*WORK TO BE COMPLETED:* Where the word "stem" occurs in a line of the data, return the whole line.

Point localization data
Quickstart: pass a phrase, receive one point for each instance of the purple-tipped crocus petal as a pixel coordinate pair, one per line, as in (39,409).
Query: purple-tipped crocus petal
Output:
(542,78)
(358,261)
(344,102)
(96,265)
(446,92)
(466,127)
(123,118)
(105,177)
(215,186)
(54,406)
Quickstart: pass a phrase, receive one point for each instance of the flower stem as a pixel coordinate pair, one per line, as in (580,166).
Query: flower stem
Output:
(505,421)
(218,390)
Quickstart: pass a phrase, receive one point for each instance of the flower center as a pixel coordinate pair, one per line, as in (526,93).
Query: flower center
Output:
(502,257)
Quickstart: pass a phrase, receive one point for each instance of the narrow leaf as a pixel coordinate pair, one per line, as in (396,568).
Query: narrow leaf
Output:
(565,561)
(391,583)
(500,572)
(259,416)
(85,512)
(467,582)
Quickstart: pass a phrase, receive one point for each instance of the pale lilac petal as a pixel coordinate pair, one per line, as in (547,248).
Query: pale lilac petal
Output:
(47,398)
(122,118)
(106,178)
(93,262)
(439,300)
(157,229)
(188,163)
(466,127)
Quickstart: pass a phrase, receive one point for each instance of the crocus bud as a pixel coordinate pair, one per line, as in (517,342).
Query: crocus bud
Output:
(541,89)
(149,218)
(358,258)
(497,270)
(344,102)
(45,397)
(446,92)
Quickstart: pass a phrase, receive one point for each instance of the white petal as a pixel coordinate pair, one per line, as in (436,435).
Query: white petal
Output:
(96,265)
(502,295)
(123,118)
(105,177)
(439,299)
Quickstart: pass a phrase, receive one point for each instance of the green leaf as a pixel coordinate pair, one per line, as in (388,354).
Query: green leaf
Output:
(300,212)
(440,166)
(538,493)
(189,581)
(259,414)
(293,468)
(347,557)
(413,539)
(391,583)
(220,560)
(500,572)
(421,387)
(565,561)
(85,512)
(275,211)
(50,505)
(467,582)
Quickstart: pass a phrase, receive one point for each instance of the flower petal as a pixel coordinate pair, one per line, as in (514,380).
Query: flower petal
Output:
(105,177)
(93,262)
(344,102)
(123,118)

*TASK RESPONSE:*
Quickstart: pass a phrase, receive one point for each instance of the flower stem as a pixel coordinate pair, one per line, as in (580,166).
Query: flower stem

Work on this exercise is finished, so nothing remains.